[Start of Data to process]

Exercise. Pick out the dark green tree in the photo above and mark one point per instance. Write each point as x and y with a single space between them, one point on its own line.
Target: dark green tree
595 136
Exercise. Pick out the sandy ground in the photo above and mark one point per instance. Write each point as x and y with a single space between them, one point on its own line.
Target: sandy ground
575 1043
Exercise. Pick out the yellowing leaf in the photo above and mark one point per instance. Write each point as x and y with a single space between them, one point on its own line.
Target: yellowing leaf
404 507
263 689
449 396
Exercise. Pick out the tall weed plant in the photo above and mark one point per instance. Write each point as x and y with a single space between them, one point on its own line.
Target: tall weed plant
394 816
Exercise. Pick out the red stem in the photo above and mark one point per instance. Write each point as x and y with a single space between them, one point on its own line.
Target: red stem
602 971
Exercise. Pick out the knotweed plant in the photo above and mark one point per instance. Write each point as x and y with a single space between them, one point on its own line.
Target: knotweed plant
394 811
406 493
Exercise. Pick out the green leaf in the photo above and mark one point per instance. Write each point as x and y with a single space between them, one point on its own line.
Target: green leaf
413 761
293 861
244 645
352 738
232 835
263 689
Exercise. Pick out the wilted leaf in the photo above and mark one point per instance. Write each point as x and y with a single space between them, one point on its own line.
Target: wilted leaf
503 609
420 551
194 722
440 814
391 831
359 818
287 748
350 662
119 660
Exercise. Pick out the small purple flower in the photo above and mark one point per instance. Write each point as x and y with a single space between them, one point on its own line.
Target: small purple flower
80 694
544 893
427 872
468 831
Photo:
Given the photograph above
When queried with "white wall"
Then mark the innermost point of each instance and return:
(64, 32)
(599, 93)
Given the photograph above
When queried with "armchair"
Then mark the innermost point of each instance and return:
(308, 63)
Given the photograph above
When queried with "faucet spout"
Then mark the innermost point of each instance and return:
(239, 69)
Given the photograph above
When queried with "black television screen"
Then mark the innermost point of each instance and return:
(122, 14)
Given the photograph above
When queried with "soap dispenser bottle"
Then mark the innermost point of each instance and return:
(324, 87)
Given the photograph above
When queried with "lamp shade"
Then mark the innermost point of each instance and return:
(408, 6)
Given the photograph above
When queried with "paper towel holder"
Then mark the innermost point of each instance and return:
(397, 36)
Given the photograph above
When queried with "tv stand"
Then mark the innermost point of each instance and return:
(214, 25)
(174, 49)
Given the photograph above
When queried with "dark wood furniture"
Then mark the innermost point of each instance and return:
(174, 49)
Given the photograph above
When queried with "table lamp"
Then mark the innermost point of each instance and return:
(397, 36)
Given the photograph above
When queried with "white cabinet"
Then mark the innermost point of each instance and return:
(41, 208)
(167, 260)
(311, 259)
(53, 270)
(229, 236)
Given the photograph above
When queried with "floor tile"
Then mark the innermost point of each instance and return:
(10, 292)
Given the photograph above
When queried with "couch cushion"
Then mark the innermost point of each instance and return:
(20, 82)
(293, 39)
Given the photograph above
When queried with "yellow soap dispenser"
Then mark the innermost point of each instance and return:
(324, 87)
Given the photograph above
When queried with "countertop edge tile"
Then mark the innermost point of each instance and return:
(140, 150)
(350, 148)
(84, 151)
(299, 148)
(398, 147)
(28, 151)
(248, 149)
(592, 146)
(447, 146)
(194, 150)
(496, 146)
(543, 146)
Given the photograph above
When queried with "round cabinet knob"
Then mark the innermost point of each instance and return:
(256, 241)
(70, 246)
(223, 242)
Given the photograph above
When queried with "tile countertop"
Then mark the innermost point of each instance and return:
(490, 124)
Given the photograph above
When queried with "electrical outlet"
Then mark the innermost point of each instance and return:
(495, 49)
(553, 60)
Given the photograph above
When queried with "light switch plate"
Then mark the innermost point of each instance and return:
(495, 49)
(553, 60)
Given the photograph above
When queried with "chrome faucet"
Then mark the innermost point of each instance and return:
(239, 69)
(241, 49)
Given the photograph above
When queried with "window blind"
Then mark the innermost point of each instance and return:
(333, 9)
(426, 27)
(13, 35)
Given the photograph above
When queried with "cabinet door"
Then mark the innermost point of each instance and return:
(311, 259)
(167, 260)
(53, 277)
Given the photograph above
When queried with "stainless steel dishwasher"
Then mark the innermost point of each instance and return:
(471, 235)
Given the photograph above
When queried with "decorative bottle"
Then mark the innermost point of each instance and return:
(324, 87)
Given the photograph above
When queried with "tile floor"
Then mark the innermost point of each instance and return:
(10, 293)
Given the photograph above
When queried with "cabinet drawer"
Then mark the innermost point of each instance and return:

[End of Data to process]

» Work to complete: Set down the listing in full, keeping every word exactly as it is.

» Reply to the task:
Exercise. Pick out the dark green tree in the photo above and mark one point per instance. Write each point as x and y with a single space between them, one point on its own line.
Target: dark green tree
595 136
Exercise. Pick out the sandy ground in the photo above and mark one point per instance. Write each point as x and y with a single space between them, one point on its own line.
Target: sandy ground
575 1043
Exercise. Pick out the yellowing leaf in the photo above and mark one point per instance. Write each point as x and y with a single space between them, one point on its own line.
Target: yellowing leaf
404 507
263 689
449 396
Exercise. Pick out the tall weed plant in the photo above and mark one point per instance. Write each point as x and y with a single space between them, one point on its own line.
Target: tall weed plant
394 816
Exercise. Pick out the red stem in the photo above and mark one point per instance. Write each point as x and y with a single space between them, one point on its own line.
Target: red stem
602 971
Exercise. Pick out the knotweed plant in the photo above and mark one point per instance. Write each point as x and y with a single space between them, one point on its own line.
Target: knotweed plant
394 811
406 493
Exercise. Pick out the green leaf in the photo above and mark one point per instance. Write each point as x and y with a single space between them, one point on its own line.
Target: green leaf
413 761
293 861
244 645
352 738
232 835
263 689
Exercise. Pick out the wilted leaf in the photo above and mark one point per instance. Write each point as x and y with a single space between them, one point on its own line.
Target: wilted leaf
503 609
420 551
194 722
440 814
391 831
359 818
287 748
350 662
119 660
Exercise. Pick out the small purple flower in the photo above and mark one point per instance. Write each point as x and y with a single space between them, one point on its own line.
Target: small purple flower
80 694
544 893
427 872
468 831
Photo:
Given the photograph above
When queried with "white wall"
Then mark the innermost point of each instance and return:
(64, 32)
(599, 93)
Given the photograph above
When queried with "armchair"
Then mark the innermost point of each instance and return:
(308, 63)
Given the photograph above
When queried with "faucet spout"
Then mark the innermost point of each instance and return:
(239, 69)
Given the photograph above
When queried with "black television screen"
Then mark the innermost point of each instance and return:
(122, 14)
Given the photograph above
When queried with "soap dispenser bottle"
Then mark the innermost point of each instance and return:
(324, 87)
Given the photograph above
When queried with "lamp shade"
Then mark the innermost point of each instance and return:
(408, 6)
Given the photograph above
When queried with "paper towel holder"
Then mark the innermost point of each instance and return:
(397, 36)
Given the photograph above
When queried with "tv stand"
Then mark the innermost point of each instance and return:
(214, 25)
(174, 49)
Given the photograph above
When queried with "dark wood furniture"
Then mark the innermost point of each instance and return:
(174, 49)
Given the photograph above
When queried with "table lamp"
Then mark the innermost point of each instance and return:
(397, 36)
Given the photograph above
When queried with "white cabinet"
Then mark the innermost point of each instance and return:
(41, 208)
(167, 260)
(311, 259)
(53, 270)
(229, 236)
Given the photograph above
When queried with "floor tile"
Then mark the innermost point of each instance and return:
(10, 292)
Given the photograph above
When queried with "couch cushion"
Then mark the innermost point of each instance and return:
(20, 82)
(293, 39)
Given the photograph above
When queried with "yellow soap dispenser"
Then mark the innermost point of each instance and return:
(324, 87)
Given the photograph above
When queried with "countertop edge tile"
Then mark the innermost point of each instance and return:
(140, 150)
(350, 148)
(84, 151)
(299, 148)
(398, 147)
(28, 151)
(248, 149)
(592, 146)
(447, 146)
(194, 150)
(496, 146)
(543, 146)
Given the photograph above
When queried with "round cabinet knob"
Then mark the innermost point of each instance and return:
(256, 241)
(70, 246)
(223, 242)
Given the photograph above
When queried with "tile countertop"
Then mark the innermost point of each instance and return:
(490, 124)
Given the photograph above
When queried with "electrical outlet"
Then mark the innermost point of each instance and return:
(495, 49)
(553, 60)
Given the photograph above
When queried with "light switch plate"
Then mark the innermost point of each instance and return:
(495, 49)
(553, 60)
Given the photograph above
When queried with "chrome faucet"
Then mark the innermost point of each instance and return:
(239, 69)
(241, 49)
Given the photograph above
When queried with "window blind"
Then mark the innermost point of each instance and return:
(333, 9)
(426, 27)
(13, 35)
Given the photograph above
When queried with "cabinet door"
Then mark the innermost point of each instance and return:
(311, 259)
(167, 260)
(53, 277)
Given the photograph above
When queried with "stainless steel dishwasher"
Then mark the innermost point of each instance and return:
(471, 235)
Given the photograph above
When queried with "decorative bottle"
Then mark the innermost point of each instance and return:
(324, 87)
Given the photograph above
When queried with "tile floor"
Then mark the innermost point of each instance and return:
(10, 293)
Given the photograph above
When queried with "cabinet drawer"
Then mark the innermost point of each instance and return:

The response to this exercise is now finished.